* [PASSAGE SHOWN]:
--------

|
|
|
|
|
by IIAOPSW
1182 days ago
|
|
Your argument is that maybe we can brute force with statistics sentences long enough for no one to notice we run out past a certain point? Everything you said applies to computers too. Real machines have physical memory constraints. Sure the set of real sentences may be technically finite, but the growth per word is exponential and you don't have the compute resources to keep up. Information is not about what is said but about what could be said. It doesn't matter so much that not every valid permutation of words is uttered, but rather that for any set of circumstances there exists words to describe it. Each new word in the string carries information in the sense it reduces the set of possibilities from prior to relaying my message. A machine which picks the maximum likelihood message in all circumstances is by definition not conveying information. Its spewing entropy. |
|
>> Your argument is that maybe we can brute force with statistics sentences long enough for no one to notice we run out past a certain point?
No, I wasn't saying that, I was saying that we only need to model sentences that are short enough that nobody will notice that the plot is lost with longer ones.
To clarify, because it's late and I'm tired and probably not making a lot of sense and bothering you, I'm saying that statistics can capture some surface regularities of natural language, but not all of natural language, mainly because there's no way to display the entire of natural language for its statistics to be captured.
Oh god, that's an even worse mess. I mean: statistics can only get you so far. But that might be good enough depending on what you're trying to do. I think that's what we're seeing with those GPT things.

--------

* [RAW DATA]:
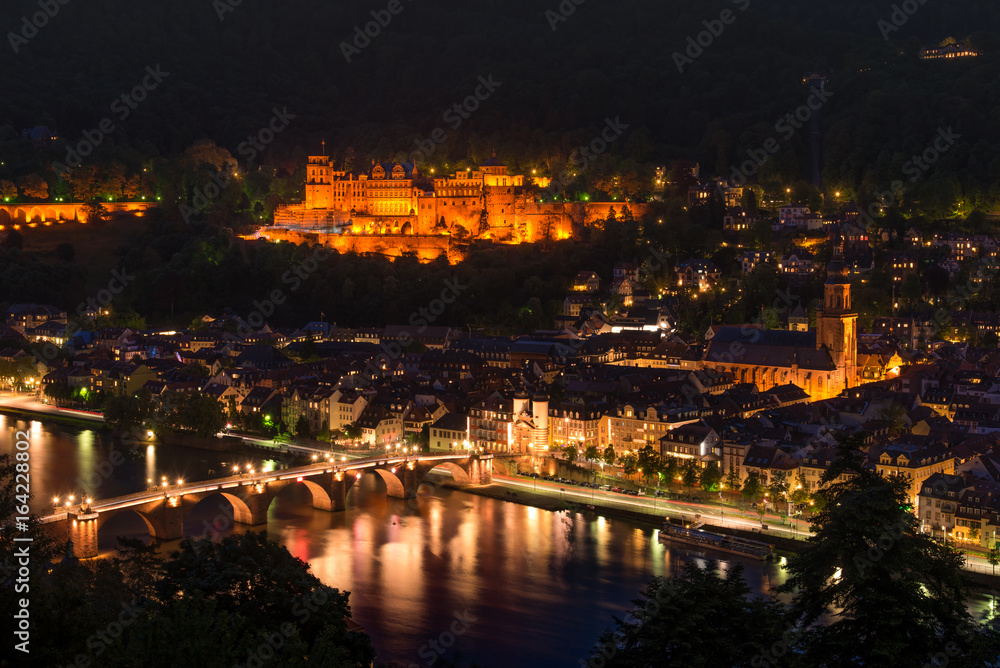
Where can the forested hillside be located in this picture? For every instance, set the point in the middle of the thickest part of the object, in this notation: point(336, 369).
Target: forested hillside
point(226, 75)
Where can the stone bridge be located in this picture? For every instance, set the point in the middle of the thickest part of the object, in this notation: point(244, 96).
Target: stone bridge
point(164, 510)
point(34, 214)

--------

* [TRY IT]:
Answer these questions about the forum thread above, one answer per line, numbered to match.
1. According to the first post, what kind of growth per word do real sentences have?
2. What does the first post say a machine that always picks the maximum likelihood message is doing instead of conveying information?
3. In the reply, what reason is given for why statistics cannot capture all of natural language?

* [TASK RESPONSE]:
1. Exponential growth.
2. Spewing entropy.
3. There is no way to display the entirety of natural language for its statistics to be captured.